### Given passage
Journal of World Popular Music, Vol 3, No 1 (2016)

doi:10.1558/jwpm.v3i1.27639

doi:10.1558/jwpm.v3i1.27639

Book Review

Jason Toynbee, Catherine Tackley and Mark Doffman, eds. 2014. Black British Jazz: Routes, Ownership and Performance. Farnham: Ashgate. 244pp. ISBN 978-1-4724-1756-5 (hbk)

Reviewed by: Lawrence Davies, King’s College London, UK

lawrence.davies@kcl.ac.uk

Keywords: British jazz; race; colonialism; transnationalism; reggae; blues

Black British Jazz is the first edited collection of its kind. It addresses a historic lack of representation for black British musicians in academic and popular literature on jazz, making it a useful—if not essential—antidote to Jim Godbolt’s (1984, 1989) lamentably pale-faced histories of jazz in Britain. The book builds on the AHRC-funded research project “What is Black British Jazz? Routes, Ownership and Performance”. However, this relationship is not referred to explicitly in the text until the final chapter by Byron Dueck. This is somewhat surprising, as Dueck’s explanation of both the project itself, as well as public grumblings surrounding the legitimacy of research into explicitly “black British” jazz, would probably have been worth stating up front. As Dueck observes, a number of high-profile (white) jazz musicians and promoters criticized the decision to spend public money on an ostensibly “niche” topic, and that its focus was “divisive” (200–201). Yet Black British Jazz shows how race continually bubbles under the surface of British jazz history. Black Britons are consistently underrepresented in higher education and formal musical training settings compared to their white counterparts (214–15), and have long had to navigate the expectations and fantasies of white audiences. At the same time, the visibility and success of a small number of black musicians between the 1980s and 1990s has led to suspicions from the wider British jazz community that ethnicity can trump talent and training (212). Consequently, many black musicians are somewhat ambivalent about their musical identity: while the label “black British jazz” can allow musicians to lay claim to a distinctive musical heritage, it can also gloss over aesthetic diversity, and foster unwelcome division within the jazz community as a whole (204).

### Data provided
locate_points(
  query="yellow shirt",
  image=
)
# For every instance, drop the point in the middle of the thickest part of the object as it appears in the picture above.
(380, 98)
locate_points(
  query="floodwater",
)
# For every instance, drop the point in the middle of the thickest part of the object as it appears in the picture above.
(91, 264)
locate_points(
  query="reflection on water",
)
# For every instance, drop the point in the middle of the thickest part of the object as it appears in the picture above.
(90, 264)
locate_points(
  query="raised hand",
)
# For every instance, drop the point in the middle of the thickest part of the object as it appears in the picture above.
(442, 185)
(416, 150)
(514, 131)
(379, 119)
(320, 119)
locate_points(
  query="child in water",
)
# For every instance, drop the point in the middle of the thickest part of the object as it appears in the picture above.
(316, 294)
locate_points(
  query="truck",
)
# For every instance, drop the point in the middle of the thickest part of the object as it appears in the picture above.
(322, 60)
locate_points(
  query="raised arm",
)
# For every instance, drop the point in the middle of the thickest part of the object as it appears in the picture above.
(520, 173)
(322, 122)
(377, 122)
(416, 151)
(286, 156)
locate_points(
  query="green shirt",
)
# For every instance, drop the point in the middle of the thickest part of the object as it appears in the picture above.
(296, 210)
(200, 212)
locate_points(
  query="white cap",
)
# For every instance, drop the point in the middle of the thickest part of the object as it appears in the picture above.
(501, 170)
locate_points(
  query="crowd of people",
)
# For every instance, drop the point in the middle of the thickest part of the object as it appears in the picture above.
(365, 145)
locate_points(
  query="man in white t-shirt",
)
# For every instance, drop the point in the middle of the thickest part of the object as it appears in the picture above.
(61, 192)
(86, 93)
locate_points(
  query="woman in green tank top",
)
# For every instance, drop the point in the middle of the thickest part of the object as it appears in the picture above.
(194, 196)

==

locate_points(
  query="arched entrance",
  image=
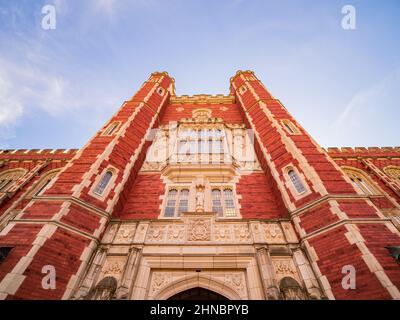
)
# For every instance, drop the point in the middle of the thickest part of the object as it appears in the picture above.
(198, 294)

==

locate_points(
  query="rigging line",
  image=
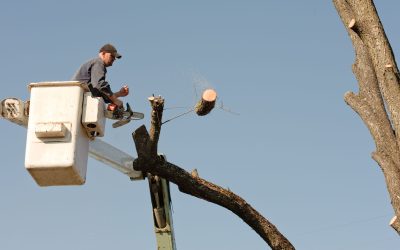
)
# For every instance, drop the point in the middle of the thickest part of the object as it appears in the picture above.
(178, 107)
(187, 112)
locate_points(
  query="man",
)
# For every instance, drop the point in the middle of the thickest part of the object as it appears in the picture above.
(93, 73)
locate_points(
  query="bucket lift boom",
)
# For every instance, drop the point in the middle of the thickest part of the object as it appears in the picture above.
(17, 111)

### Task goal
Please rewrite the part of the book review that opens with the words containing "Book Review" and closes with "ISBN 978-1-4724-1756-5 (hbk)", changing "eds." to "editors". The records play no part in what you need to do.

### The completed task
Book Review

Jason Toynbee, Catherine Tackley and Mark Doffman, editors 2014. Black British Jazz: Routes, Ownership and Performance. Farnham: Ashgate. 244pp. ISBN 978-1-4724-1756-5 (hbk)